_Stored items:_
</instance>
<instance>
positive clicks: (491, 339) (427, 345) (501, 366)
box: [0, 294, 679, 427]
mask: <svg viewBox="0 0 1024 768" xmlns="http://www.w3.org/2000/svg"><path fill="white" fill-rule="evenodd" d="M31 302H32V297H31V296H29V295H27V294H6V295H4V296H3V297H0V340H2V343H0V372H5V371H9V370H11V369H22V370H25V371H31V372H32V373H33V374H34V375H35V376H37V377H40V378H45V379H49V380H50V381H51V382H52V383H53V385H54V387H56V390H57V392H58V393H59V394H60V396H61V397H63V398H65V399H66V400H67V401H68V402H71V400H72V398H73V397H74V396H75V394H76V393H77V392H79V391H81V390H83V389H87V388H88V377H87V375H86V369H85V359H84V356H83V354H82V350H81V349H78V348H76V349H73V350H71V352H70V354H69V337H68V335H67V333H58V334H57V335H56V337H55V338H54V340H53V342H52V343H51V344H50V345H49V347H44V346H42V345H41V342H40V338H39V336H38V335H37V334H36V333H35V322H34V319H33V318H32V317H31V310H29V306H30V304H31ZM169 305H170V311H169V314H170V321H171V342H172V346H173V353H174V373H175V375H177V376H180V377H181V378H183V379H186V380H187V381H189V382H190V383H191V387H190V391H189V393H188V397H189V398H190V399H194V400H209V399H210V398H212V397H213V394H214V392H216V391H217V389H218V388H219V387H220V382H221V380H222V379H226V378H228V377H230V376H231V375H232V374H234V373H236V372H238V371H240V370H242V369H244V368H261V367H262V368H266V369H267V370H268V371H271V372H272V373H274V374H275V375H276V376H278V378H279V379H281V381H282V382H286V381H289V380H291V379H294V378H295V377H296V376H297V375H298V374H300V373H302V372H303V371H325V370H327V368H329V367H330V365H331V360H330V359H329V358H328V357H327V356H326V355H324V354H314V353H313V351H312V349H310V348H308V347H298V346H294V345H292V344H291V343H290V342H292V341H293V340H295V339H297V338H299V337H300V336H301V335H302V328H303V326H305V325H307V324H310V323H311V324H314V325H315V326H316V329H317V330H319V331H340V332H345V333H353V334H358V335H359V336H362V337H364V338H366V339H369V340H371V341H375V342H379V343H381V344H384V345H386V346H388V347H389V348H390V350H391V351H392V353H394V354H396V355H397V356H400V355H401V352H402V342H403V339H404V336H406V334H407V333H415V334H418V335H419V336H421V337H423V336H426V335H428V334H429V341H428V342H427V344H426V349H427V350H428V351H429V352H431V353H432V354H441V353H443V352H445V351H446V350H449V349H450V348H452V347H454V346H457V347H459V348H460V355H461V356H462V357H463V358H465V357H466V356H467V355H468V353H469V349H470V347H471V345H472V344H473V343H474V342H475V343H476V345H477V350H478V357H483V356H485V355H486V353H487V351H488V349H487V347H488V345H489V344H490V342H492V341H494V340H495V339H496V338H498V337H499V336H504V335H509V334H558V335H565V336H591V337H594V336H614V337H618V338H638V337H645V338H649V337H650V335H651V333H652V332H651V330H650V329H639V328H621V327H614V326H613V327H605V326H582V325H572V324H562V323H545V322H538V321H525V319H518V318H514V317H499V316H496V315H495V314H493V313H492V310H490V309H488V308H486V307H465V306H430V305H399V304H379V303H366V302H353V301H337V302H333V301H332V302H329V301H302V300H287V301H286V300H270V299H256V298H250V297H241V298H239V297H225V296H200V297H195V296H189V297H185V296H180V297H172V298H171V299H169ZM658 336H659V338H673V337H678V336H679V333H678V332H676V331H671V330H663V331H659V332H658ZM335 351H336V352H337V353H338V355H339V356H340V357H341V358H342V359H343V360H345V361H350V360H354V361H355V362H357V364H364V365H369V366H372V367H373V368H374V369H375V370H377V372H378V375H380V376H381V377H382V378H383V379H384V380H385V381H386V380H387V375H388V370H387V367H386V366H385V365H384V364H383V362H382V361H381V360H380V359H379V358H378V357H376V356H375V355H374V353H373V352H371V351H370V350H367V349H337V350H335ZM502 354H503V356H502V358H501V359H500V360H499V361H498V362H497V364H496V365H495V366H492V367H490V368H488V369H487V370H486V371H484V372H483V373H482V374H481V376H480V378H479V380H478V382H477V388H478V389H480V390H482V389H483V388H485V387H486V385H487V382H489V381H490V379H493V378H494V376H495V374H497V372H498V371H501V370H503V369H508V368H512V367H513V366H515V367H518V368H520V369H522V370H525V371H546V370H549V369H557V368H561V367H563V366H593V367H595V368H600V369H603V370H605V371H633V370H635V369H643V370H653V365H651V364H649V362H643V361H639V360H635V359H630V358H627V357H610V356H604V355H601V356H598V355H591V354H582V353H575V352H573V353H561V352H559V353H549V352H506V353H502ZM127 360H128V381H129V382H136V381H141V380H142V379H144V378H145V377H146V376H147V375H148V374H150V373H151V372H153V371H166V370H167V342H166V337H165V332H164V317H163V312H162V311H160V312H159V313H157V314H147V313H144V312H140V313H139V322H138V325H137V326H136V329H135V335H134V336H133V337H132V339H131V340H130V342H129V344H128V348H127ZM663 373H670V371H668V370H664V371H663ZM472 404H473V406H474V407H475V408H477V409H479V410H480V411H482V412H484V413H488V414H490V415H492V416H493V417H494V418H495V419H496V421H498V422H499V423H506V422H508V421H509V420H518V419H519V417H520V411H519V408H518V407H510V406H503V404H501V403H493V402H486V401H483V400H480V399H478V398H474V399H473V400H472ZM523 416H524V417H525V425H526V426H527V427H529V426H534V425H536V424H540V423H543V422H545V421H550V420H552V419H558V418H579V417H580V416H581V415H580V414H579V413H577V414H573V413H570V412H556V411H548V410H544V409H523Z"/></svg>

_What you are asked to do:_ An exact copy of every record is what the answer must contain.

_Result for this exercise:_
</instance>
<instance>
positive clicks: (491, 339) (427, 345) (501, 366)
box: [0, 294, 679, 427]
mask: <svg viewBox="0 0 1024 768" xmlns="http://www.w3.org/2000/svg"><path fill="white" fill-rule="evenodd" d="M31 302H32V297H31V296H29V295H27V294H6V295H4V296H3V297H0V340H2V343H0V372H5V371H9V370H11V369H22V370H25V371H31V372H32V373H33V374H34V375H35V376H37V377H40V378H45V379H49V380H50V381H51V382H52V383H53V385H54V387H56V390H57V392H58V393H59V394H60V396H61V397H63V398H65V399H66V400H67V401H68V402H71V400H72V398H73V397H74V396H75V394H76V393H77V392H79V391H81V390H83V389H87V388H88V377H87V375H86V369H85V359H84V356H83V354H82V350H81V349H78V348H76V349H73V350H71V352H70V354H69V337H68V335H67V333H58V334H57V335H56V337H55V338H54V340H53V342H52V343H51V344H50V345H49V347H44V346H42V345H41V342H40V338H39V336H38V335H37V334H36V333H35V322H34V319H33V318H32V317H31V310H29V306H30V304H31ZM169 305H170V311H169V314H170V321H171V342H172V346H173V353H174V373H175V375H177V376H180V377H181V378H183V379H186V380H187V381H189V382H190V383H191V387H190V391H189V393H188V397H189V398H190V399H194V400H209V399H210V398H212V397H213V394H214V392H216V391H217V389H218V388H219V387H220V382H221V380H222V379H226V378H228V377H230V376H231V375H232V374H234V373H236V372H238V371H240V370H242V369H244V368H261V367H262V368H266V369H267V370H268V371H271V372H272V373H274V374H275V375H276V376H278V378H279V379H281V381H282V382H286V381H289V380H291V379H294V378H295V377H296V376H297V375H298V374H300V373H302V372H303V371H325V370H327V368H329V367H330V365H331V360H330V359H329V358H328V357H327V356H326V355H324V354H314V353H313V351H312V349H310V348H308V347H298V346H294V345H292V344H291V343H290V342H292V341H293V340H295V339H297V338H299V337H300V336H301V335H302V328H303V326H305V325H307V324H310V323H311V324H314V325H315V326H316V329H317V330H319V331H340V332H345V333H353V334H358V335H359V336H362V337H364V338H366V339H369V340H371V341H375V342H379V343H381V344H384V345H386V346H388V347H389V348H390V350H391V351H392V353H394V354H396V355H397V356H400V355H401V352H402V342H403V339H404V336H406V334H407V333H415V334H418V335H419V336H421V337H423V336H426V335H428V334H429V341H428V342H427V344H426V349H427V350H428V351H429V352H431V353H432V354H441V353H443V352H445V351H446V350H449V349H450V348H452V347H454V346H457V347H459V348H460V355H461V356H462V357H463V358H465V357H466V356H467V355H468V353H469V349H470V347H471V345H472V344H473V343H474V342H475V343H476V345H477V350H478V357H483V356H485V355H486V353H487V351H488V349H487V347H488V345H489V344H490V342H492V341H494V340H495V339H496V338H498V337H499V336H504V335H509V334H558V335H565V336H591V337H594V336H614V337H618V338H638V337H645V338H649V337H650V335H651V333H652V332H651V330H650V329H639V328H621V327H614V326H613V327H605V326H582V325H572V324H562V323H545V322H538V321H525V319H518V318H514V317H499V316H496V315H495V314H493V313H492V310H490V309H488V308H486V307H465V306H430V305H399V304H379V303H366V302H353V301H337V302H333V301H332V302H329V301H302V300H287V301H286V300H270V299H256V298H250V297H241V298H239V297H225V296H200V297H195V296H189V297H185V296H180V297H172V298H171V299H169ZM658 336H659V338H673V337H678V336H679V333H678V332H676V331H671V330H663V331H659V332H658ZM335 351H336V352H337V353H338V355H339V356H340V357H341V358H342V359H343V360H345V361H350V360H354V361H355V362H357V364H364V365H369V366H372V367H373V368H374V369H375V370H377V372H378V375H380V376H381V377H382V378H383V379H384V380H385V381H386V380H387V375H388V370H387V367H386V366H385V365H384V364H383V362H382V361H381V360H380V359H379V358H378V357H376V356H375V355H374V353H373V352H371V351H370V350H367V349H337V350H335ZM502 354H503V356H502V358H501V359H500V360H499V361H498V362H497V364H496V365H495V366H492V367H490V368H488V369H487V370H486V371H484V372H483V373H482V374H481V376H480V378H479V380H478V382H477V388H478V389H480V390H482V389H483V388H485V387H486V385H487V382H489V381H490V379H493V378H494V376H495V374H497V372H498V371H501V370H503V369H508V368H512V367H513V366H515V367H518V368H520V369H522V370H525V371H546V370H549V369H557V368H561V367H563V366H593V367H595V368H600V369H603V370H605V371H633V370H635V369H643V370H653V365H651V364H649V362H643V361H639V360H635V359H630V358H627V357H610V356H604V355H601V356H598V355H591V354H582V353H575V352H573V353H561V352H559V353H549V352H506V353H502ZM127 360H128V381H129V382H136V381H141V380H142V379H144V378H145V377H146V376H147V375H148V374H150V373H151V372H153V371H166V370H167V342H166V337H165V332H164V317H163V312H162V311H160V312H159V313H157V314H147V313H144V312H140V313H139V322H138V325H137V326H136V329H135V335H134V336H133V337H132V339H131V340H130V342H129V344H128V348H127ZM663 373H670V371H668V370H664V371H663ZM472 404H473V406H474V407H475V408H477V409H479V410H480V411H482V412H484V413H488V414H490V415H492V416H493V417H494V418H495V419H496V421H498V422H499V423H506V422H508V421H509V420H518V419H519V417H520V411H519V408H518V407H510V406H503V404H501V403H493V402H486V401H483V400H480V399H478V398H474V399H473V400H472ZM523 416H524V417H525V425H526V426H527V427H529V426H534V425H536V424H540V423H543V422H545V421H550V420H552V419H558V418H579V417H580V416H581V415H580V414H579V413H577V414H573V413H570V412H556V411H548V410H544V409H523Z"/></svg>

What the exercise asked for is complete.